#### Work request 1
Please set down the Serilingampally text word for word, between "Serilingampally, also known" and "years of age.", inclusive.
#### Work request 2
How many households made up the population of Serilingampally, according to the Serilingampally text?
#### Work request 3
Write what comes next in the Serilingampally text, picking up after its last sentence.

#### Supplied text
• • •

Serilingampally, also known as Lingampally, is a major suburb located in the north western part of Hyderabad City. It is the headquarters of the Serilingamapally mandal in the Ranga Reddy district of the Indian state of Telangana It is administered by the Greater Hyderabad Municipal Corporation (GHMC). Due to its close proximity to Hitech City, Gachibowli, Nanakramguda, Manikonda and Kondapur, there has been a heavy influx of IT companies. University of Hyderabad (UoH) is also located here.

Demographics 
 India census, Serilingampally had a population of 153,364 composed of 32,642 households. This population contains 79,225 males and 74,139 females.  census, Serilingampally has an average literacy rate of 42%, lower than the national average of 59.5%: male literacy is 42%, and female literacy is 41%. In Serilingampally, 11% of the population is under 6 years of age.

• • •

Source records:
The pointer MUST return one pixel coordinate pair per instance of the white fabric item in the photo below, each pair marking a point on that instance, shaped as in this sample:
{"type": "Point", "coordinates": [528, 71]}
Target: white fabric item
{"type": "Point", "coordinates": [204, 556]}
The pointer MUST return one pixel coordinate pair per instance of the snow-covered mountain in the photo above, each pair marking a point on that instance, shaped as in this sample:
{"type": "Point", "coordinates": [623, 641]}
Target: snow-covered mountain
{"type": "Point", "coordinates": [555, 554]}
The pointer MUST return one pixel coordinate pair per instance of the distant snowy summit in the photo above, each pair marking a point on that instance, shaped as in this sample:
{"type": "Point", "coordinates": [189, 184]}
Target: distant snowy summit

• • •

#### Response box 1
Serilingampally, also known as Lingampally, is a major suburb located in the north western part of Hyderabad City. It is the headquarters of the Serilingamapally mandal in the Ranga Reddy district of the Indian state of Telangana It is administered by the Greater Hyderabad Municipal Corporation (GHMC). Due to its close proximity to Hitech City, Gachibowli, Nanakramguda, Manikonda and Kondapur, there has been a heavy influx of IT companies. University of Hyderabad (UoH) is also located here.

Demographics 
 India census, Serilingampally had a population of 153,364 composed of 32,642 households. This population contains 79,225 males and 74,139 females.  census, Serilingampally has an average literacy rate of 42%, lower than the national average of 59.5%: male literacy is 42%, and female literacy is 41%. In Serilingampally, 11% of the population is under 6 years of age.

#### Response box 2
32,642 households.

#### Response box 3
Industries 
Patancheru, an industrial area in Medak district, is about 6 km from this area. ALIND (Aluminum Industries) is a private company near the railway station on the road towards Mehdipatnam. Indian Immunologicals (serum and vaccine unit), State Bank Institute for Rural Banking, University of Hyderabad and International Institute of Information Technology are in Gachibowli area just 4 to 5 km away from Lingampally railway station. It is very close to the Bharat Heavy Electricals, Ramachandrapuram unit and is also located off the National Highway 65 leading to Pune.

Transport 

Lingampally has an MMTS train station, which is also its terminus, i.e., the train concludes its journey coming from Hyderabad and Falaknuma/ Secunderabad. Buses run by the TSRTC connect it to major parts of the city.

Politics 
MLA of Serilingampally constituency is Arekapudi Gandhi elected in the 2014 and 2018 general election and won from Telugu Desam Party and Bharat Rashtra Samithi parties, respectively. 

Former MLA is M Bikshapathi Yadav from 2009 to 2014.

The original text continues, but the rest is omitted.